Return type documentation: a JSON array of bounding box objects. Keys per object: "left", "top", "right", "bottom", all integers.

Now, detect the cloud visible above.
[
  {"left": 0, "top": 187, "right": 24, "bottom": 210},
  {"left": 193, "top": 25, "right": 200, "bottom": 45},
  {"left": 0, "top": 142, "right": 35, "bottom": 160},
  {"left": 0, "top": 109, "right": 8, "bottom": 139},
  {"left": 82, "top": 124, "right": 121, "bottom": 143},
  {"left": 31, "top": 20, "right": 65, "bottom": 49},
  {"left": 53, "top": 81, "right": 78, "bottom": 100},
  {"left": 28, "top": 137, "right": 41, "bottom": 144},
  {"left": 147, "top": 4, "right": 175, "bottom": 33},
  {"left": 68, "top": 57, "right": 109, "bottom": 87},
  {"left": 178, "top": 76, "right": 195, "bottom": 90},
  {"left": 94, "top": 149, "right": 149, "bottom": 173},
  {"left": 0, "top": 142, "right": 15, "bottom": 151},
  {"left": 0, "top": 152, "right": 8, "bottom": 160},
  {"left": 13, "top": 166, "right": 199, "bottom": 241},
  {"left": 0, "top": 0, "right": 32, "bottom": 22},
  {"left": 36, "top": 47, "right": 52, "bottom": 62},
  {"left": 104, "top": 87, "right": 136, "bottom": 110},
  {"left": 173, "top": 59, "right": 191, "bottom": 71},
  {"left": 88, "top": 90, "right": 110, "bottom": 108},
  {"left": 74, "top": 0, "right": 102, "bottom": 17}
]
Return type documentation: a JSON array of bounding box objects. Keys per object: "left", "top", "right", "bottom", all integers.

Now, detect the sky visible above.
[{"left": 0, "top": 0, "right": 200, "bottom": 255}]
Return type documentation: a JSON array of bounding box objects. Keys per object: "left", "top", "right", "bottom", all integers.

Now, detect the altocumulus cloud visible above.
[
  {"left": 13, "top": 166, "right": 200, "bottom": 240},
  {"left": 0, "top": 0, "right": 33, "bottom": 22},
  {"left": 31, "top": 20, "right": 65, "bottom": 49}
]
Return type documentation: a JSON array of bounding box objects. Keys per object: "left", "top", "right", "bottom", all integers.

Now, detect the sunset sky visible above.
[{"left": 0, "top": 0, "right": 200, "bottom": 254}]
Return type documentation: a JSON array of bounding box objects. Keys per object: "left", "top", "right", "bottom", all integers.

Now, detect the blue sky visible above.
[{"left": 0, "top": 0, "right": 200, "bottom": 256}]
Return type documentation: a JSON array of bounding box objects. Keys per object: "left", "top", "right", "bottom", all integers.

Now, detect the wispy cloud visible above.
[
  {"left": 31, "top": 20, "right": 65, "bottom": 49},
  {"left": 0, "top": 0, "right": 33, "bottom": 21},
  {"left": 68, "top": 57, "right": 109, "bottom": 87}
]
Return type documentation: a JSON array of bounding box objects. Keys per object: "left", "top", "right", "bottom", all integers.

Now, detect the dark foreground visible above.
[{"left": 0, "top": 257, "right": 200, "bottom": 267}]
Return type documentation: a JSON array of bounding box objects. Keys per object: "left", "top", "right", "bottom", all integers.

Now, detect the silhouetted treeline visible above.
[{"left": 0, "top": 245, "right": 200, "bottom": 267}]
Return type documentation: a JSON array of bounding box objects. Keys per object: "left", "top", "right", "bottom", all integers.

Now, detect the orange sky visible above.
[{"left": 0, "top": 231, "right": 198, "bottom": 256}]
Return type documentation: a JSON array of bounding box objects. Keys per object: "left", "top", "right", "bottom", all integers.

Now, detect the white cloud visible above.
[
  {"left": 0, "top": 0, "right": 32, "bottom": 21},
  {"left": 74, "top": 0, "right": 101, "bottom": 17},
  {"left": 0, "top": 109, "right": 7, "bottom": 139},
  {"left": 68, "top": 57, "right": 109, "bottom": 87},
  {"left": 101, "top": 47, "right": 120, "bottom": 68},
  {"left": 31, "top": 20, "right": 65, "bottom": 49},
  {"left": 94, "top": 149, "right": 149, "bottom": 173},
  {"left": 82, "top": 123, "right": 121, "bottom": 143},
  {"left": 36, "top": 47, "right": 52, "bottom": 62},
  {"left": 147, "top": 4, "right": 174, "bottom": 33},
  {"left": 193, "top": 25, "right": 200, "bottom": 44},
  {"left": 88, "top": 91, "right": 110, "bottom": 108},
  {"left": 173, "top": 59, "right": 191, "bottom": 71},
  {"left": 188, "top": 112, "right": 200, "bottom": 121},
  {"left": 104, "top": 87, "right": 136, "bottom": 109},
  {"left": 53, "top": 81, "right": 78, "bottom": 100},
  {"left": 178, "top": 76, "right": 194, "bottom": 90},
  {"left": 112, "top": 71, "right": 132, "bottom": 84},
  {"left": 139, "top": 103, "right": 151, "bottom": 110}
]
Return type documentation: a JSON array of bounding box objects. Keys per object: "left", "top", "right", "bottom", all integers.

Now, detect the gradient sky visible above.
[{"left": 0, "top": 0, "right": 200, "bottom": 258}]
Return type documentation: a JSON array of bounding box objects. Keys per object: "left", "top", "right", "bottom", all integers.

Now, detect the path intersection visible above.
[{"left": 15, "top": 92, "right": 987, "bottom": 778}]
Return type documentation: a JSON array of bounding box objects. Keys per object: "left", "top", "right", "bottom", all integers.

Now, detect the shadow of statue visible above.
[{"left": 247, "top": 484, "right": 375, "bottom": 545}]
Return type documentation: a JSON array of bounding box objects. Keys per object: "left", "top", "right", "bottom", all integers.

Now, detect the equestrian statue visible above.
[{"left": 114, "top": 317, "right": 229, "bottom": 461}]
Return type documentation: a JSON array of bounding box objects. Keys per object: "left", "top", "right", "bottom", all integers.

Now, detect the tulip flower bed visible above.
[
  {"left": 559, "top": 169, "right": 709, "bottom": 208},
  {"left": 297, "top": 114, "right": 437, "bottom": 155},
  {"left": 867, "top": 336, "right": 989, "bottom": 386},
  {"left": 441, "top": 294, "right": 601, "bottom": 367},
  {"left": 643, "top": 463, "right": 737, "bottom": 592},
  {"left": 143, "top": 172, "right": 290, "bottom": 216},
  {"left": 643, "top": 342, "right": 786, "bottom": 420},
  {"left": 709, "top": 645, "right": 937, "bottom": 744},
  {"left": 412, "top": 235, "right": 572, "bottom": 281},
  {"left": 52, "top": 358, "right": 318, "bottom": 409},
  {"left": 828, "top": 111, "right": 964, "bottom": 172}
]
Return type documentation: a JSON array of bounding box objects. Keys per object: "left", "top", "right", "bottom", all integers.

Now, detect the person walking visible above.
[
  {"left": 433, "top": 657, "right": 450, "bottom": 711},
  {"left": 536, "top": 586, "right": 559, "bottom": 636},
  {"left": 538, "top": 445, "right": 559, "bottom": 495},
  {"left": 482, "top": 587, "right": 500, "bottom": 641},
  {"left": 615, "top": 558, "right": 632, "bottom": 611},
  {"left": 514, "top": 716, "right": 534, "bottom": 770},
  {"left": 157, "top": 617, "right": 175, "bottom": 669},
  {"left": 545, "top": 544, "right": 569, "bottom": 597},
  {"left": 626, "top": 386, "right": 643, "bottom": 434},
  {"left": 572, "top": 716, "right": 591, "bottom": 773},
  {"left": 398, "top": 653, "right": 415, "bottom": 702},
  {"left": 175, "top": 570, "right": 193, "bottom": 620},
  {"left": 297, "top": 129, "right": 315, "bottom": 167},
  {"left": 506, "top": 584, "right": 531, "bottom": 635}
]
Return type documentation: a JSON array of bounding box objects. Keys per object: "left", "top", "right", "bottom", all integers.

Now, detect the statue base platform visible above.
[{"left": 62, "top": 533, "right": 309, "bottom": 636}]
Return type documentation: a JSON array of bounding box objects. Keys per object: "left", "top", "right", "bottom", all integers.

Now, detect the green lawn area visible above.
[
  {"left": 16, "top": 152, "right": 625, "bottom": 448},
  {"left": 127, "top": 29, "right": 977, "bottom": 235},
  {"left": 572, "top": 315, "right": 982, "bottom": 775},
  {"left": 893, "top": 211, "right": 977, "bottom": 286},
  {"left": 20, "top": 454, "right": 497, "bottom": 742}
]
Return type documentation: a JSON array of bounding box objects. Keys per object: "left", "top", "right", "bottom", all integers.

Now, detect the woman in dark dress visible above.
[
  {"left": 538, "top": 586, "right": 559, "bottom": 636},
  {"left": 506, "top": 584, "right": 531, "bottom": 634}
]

THE TASK. Gather every line from the items above that contains the word "statue" and list those lines.

RESULT OF THIS EXERCISE.
Now, detect the shadow of statue visible above.
Now, detect the equestrian statue visible above.
Now, detect the statue base platform visible above.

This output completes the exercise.